[Work request]
Given the entries below, please return each one exactly.

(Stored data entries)
=-=-=-=-=

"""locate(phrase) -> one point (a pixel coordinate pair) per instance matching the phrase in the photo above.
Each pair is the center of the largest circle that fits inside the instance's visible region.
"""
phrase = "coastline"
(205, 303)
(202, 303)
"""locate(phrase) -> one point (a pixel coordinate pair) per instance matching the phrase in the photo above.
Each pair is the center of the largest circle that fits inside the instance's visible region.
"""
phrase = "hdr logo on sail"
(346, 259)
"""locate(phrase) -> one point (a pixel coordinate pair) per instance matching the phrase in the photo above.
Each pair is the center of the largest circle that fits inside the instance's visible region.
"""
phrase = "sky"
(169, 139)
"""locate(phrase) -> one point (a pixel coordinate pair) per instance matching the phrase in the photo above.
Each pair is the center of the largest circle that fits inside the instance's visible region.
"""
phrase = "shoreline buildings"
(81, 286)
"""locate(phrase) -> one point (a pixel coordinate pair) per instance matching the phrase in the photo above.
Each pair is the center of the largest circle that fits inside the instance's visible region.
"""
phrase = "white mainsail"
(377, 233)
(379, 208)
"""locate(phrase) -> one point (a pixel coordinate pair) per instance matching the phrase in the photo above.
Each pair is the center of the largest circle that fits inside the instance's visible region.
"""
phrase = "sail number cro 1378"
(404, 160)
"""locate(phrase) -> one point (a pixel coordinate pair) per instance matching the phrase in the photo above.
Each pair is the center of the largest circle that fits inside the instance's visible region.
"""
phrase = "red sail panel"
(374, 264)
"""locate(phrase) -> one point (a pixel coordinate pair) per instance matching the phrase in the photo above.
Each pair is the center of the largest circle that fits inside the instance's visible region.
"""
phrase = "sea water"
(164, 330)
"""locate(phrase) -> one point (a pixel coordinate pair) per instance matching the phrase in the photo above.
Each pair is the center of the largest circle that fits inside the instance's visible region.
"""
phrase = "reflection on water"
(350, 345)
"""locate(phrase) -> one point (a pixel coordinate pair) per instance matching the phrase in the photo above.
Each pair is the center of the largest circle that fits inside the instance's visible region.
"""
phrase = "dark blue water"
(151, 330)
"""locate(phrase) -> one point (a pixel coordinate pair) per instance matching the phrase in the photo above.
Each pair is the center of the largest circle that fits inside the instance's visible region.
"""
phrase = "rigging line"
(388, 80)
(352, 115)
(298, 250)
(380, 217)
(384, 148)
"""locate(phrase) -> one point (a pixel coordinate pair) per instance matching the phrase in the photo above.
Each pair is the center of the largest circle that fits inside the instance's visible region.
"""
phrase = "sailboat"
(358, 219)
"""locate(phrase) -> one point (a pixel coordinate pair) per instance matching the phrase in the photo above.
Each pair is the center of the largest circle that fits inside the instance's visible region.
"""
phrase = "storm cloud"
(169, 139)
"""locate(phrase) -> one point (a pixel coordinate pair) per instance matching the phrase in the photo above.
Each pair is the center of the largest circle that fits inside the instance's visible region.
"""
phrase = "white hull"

=-=-=-=-=

[Reply]
"""locate(phrase) -> one point (a pixel coordinate pair) per instance matching the phrase in the photo above.
Each pair is the center of the largest circle that fits inside the instance's visible region.
"""
phrase = "coastline"
(205, 303)
(202, 303)
"""locate(phrase) -> one point (a pixel coordinate pair) per instance matching the phrase in the photo above.
Each pair is the center of the largest circle that fits inside the instance's visible region.
"""
phrase = "hdr logo on sail"
(346, 259)
"""locate(phrase) -> one point (a pixel coordinate pair) per instance matching the phrase in the photo above.
Each pair is the center of the largest circle that fits inside the instance's visible region.
"""
phrase = "sky"
(169, 139)
"""locate(phrase) -> one point (a pixel coordinate pair) per instance matching the phrase in the photo above.
Each pair is the center of the largest circle that fits inside the instance's visible region.
"""
phrase = "shoreline buildings"
(81, 286)
"""locate(phrase) -> one point (a pixel coordinate pair) per instance matching the phrase in the photo above.
Each pair is the center of the largest circle that fits inside the instance's visible region.
"""
phrase = "white mainsail"
(377, 233)
(379, 208)
"""locate(phrase) -> one point (a pixel coordinate pair) per instance matching the phrase in the photo above.
Each pair is the center of the largest circle that fits inside the instance's visible region.
"""
phrase = "sail number cro 1378"
(404, 160)
"""locate(phrase) -> one point (a pixel coordinate pair) per instance matching the phrase in the photo above.
Each pair is the center of the largest circle that fits inside the instance's visible region.
"""
phrase = "red sail panel"
(374, 264)
"""locate(phrase) -> one point (a pixel coordinate pair) per instance matching the phrase in the photo above.
Each pair is the center of the largest circle that fits inside the instance's visible region.
"""
phrase = "sea water"
(164, 330)
"""locate(phrase) -> one point (a pixel coordinate pair) per instance matching the phrase in the photo above.
Each pair is the center of the largest circle that fits inside the instance's visible region.
"""
phrase = "reflection on water"
(350, 345)
"""locate(phrase) -> one point (a pixel coordinate pair) per instance matching the phrase in the photo above.
Each pair is the center of the largest circle that fits inside the instance's visible region.
"""
phrase = "dark blue water"
(151, 330)
"""locate(phrase) -> one point (a pixel coordinate pair) per instance matching the phrase in the photo above.
Each pair is the center of the largest circle that fits inside the instance's visible region.
"""
phrase = "rigging line"
(388, 80)
(352, 115)
(298, 250)
(380, 217)
(384, 148)
"""locate(phrase) -> one point (a pixel coordinate pair) per instance matching the phrase in the photo above.
Each pair is the center of the largest circle that fits inside the instance's visible region.
"""
phrase = "sailboat"
(358, 219)
"""locate(phrase) -> one point (a pixel coordinate pair) per instance matching the phrase in the photo above.
Each pair is the center of the largest circle that fits inside the instance's visible region.
"""
phrase = "storm cloud"
(169, 139)
"""locate(phrase) -> one point (a pixel coordinate pair) per instance matching the phrase in the photo above.
Each pair is the center of the largest circle that fits inside the instance's visible region.
"""
phrase = "white hull"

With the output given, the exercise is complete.